# Цель задания
Перепишите без изменений строки записей, начиная со строки, в которой есть «grain surface in the histology slide image provided.», и заканчивая строкой, в которой есть «[124,38,346,206]». Обе эти строки тоже включите.

# Материал для упражнения
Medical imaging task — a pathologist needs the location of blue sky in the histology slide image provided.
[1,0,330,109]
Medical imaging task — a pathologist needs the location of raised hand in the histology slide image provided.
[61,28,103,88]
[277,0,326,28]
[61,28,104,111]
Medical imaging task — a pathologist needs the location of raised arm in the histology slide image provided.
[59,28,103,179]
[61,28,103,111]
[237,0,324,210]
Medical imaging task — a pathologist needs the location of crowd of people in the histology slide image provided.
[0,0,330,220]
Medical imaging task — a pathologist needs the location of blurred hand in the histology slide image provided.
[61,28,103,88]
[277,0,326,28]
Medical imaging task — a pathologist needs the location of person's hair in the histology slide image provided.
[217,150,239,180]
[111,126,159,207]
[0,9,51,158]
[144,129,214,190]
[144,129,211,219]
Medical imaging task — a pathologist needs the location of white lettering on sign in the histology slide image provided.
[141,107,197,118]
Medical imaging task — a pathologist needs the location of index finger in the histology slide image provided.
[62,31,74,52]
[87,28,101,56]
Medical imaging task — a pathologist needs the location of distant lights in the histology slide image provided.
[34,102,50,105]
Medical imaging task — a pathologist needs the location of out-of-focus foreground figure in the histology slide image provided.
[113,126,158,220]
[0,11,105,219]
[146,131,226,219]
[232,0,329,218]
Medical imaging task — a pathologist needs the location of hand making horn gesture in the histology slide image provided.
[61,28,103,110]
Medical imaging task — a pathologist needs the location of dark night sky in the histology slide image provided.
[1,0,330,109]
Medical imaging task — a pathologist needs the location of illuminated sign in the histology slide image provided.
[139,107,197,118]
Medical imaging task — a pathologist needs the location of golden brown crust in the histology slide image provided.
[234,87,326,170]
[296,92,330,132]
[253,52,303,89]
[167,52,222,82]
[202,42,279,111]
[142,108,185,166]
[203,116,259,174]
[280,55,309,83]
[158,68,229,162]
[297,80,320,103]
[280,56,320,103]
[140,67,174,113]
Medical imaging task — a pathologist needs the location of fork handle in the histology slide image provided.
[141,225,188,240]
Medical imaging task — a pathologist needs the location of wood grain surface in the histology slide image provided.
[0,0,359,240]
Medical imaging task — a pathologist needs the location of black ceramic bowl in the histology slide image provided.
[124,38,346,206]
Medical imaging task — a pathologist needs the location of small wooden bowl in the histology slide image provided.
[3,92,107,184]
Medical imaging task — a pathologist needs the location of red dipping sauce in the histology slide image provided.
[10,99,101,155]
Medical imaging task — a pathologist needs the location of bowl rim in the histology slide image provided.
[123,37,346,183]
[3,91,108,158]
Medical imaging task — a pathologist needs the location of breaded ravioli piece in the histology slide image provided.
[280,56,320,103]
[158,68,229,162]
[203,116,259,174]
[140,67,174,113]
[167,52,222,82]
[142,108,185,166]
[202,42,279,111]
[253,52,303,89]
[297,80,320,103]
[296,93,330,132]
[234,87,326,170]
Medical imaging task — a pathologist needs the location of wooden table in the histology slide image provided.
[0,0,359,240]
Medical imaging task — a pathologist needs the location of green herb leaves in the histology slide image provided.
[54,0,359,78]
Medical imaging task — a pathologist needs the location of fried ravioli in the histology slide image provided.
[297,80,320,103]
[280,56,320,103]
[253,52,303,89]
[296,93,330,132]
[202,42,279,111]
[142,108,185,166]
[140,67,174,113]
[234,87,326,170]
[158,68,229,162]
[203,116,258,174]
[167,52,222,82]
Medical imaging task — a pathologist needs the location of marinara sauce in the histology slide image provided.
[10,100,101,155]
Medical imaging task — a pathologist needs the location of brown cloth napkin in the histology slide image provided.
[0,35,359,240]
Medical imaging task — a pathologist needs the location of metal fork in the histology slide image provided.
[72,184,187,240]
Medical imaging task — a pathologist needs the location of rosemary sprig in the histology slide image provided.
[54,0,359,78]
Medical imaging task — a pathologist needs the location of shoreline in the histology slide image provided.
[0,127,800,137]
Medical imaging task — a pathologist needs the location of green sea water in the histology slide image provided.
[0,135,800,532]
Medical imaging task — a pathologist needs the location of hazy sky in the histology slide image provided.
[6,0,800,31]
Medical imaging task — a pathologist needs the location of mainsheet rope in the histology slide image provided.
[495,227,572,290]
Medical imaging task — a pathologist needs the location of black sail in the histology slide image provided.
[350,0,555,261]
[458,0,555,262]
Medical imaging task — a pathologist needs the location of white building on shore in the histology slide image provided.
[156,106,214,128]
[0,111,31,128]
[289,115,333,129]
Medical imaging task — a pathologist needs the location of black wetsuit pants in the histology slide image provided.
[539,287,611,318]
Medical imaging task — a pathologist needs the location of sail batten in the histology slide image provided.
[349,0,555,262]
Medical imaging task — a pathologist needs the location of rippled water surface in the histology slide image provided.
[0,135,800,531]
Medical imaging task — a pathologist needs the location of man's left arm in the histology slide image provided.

# Результат упражнения
Medical imaging task — a pathologist needs the location of wood grain surface in the histology slide image provided.
[0,0,359,240]
Medical imaging task — a pathologist needs the location of black ceramic bowl in the histology slide image provided.
[124,38,346,206]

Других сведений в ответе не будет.